### Things to do
• a. From the exhibition review, write out the passage starting with "His debut show" and going on through "being the dancers.".
• b. Answer these from the exhibition review:
(i) How many works does Shahani's debut show at the Jehangir Art Gallery display?
(ii) Where did he teach himself to mould clay?
(iii) Which painter would it be convenient but unfair to compare him to?

### Extracted text
━━━━━━

Caesura Continuum

by Raj shahani

Raj Shahani makes interiority an inspiration to sculpt a massive body of work in clay, ceramic and bronze, interiority here is translated in abstraction through a figurative vocabulary.  Shahani attempts to put to pause movement that possess great vitality and speed, even though celebrated for its delicate pace.  Sculpting ballerinas is a vocation present in art history since the times of the Renaissance.  Ballet or to dance in latin is a classical visual form that developed from the patronage of families such as the Medicis in renaissance Italy that created its own complex vocabulary. This vocabulary consecrated together is called in French Ballet.  We as viewers consume only the visual constant of the dance form and are unable to decipher its terminologies, its stories and most importantly its rigour, that sweats the muscles of the dancer and takes constant practice, determination and patience to master.  Shahani became a sculptor reflecting these qualities essential to the artist.  

His debut show at the Jehangir Art Gallery displays 25 works in ceramic and bronze that illustrate dancers in solo and duet presentations where as a sculptor he captures pace in a pause for admiration.  The vocabulary of ballet produces itself out as alphabets in the sculpture.  Shahani holds a personal interest in opera and music and has been audience to many choreographies on numerous occasions.  But his ability to capture the movements of a dancer’s limbs announces a gaze and memory that is commendable.  This is his debut exhibition and the works do not display the naivety of a Sunday painter.  But the quest of an artist who taught himself a technique in moulding clay through industrious hours at the Artist’s League in New York.   He was out to capture a subject and it evolved to being the dancers.  

The dancers are beautiful, muscular and dramatic in their poise.  Shahani more importantly illustrates time, time often is used to discuss speed and movement such as in races and competitive sports.  Here Shahani with great ease depicts something without it needing numerisation or a clock, we see it in its facet of the visual.  It would be convenient to compare Shahani to Degas but also unfair to Shahani’s vision.  Degas was keen to paint an element of society at the end of the 19th century, it gave him enough space to caricature wealth and tradition.  Shahani is not commenting on society, his quest arrives from the interior, one of self-discovery and an attempt at art. An attempt he successfully accomplishes.  

He does not depict the ballerinas or dancers as elements to gather attention on the schisms either as JR did with the New York City Ballet, rather he depicts the dancers in a form that captures their human form in existence.  The Triumph of human ability at dance, the fact that we created such thought out pleasure, that is complex and demanding even in its stealth.  The triumph here is of the human existence, Shahani master’s technique and choreographs aesthetics that mirror his mind through a common popular subject.  It is here that we accord him the ‘chapeau’.  

The script of ballet is read with ease from Cuba to New York , from Paris to Saint Petersburg, and from Bombay until Tokyo, even though based on a complex terminology, the viewer does not have to be educated in its functions to be able to appreciate,  the duality serves, the form, its artists and its audience.  Shahani’s elements in sculpture demonstrate the continuous need for humans in the modern world to see reflections of their form, achievements and existence in art.  Simple acts that sing the achievements of our civilization that is now lost under a smog of strife, unhappiness and our acts of self-destruction.  A man who leaves a career in the corporate after having a successful run enquires about his soul.  Love comes in the form of opera and he finds himself in sculpture.

━━━━━━

### Source information
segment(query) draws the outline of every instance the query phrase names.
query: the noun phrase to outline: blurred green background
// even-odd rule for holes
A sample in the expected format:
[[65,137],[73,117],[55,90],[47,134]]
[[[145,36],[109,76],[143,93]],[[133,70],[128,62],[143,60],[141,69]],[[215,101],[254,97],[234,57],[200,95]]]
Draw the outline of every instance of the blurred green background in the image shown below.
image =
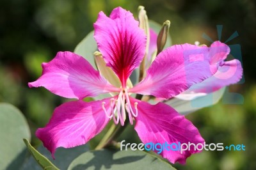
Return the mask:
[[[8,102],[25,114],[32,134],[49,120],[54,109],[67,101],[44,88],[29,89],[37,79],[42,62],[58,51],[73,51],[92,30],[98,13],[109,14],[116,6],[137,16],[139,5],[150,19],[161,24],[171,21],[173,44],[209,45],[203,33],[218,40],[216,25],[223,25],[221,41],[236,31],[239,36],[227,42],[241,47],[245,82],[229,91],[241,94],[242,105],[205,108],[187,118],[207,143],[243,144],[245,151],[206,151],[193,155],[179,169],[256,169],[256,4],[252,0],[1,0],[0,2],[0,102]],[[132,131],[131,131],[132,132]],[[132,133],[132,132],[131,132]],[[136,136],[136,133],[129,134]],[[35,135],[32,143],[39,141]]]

━━━━━━

### Solutions to the tasks
• a.
His debut show at the Jehangir Art Gallery displays 25 works in ceramic and bronze that illustrate dancers in solo and duet presentations where as a sculptor he captures pace in a pause for admiration.  The vocabulary of ballet produces itself out as alphabets in the sculpture.  Shahani holds a personal interest in opera and music and has been audience to many choreographies on numerous occasions.  But his ability to capture the movements of a dancer’s limbs announces a gaze and memory that is commendable.  This is his debut exhibition and the works do not display the naivety of a Sunday painter.  But the quest of an artist who taught himself a technique in moulding clay through industrious hours at the Artist’s League in New York.   He was out to capture a subject and it evolved to being the dancers.

• b.
(i) 25 works, in ceramic and bronze.
(ii) At the Artist's League in New York.
(iii) Degas.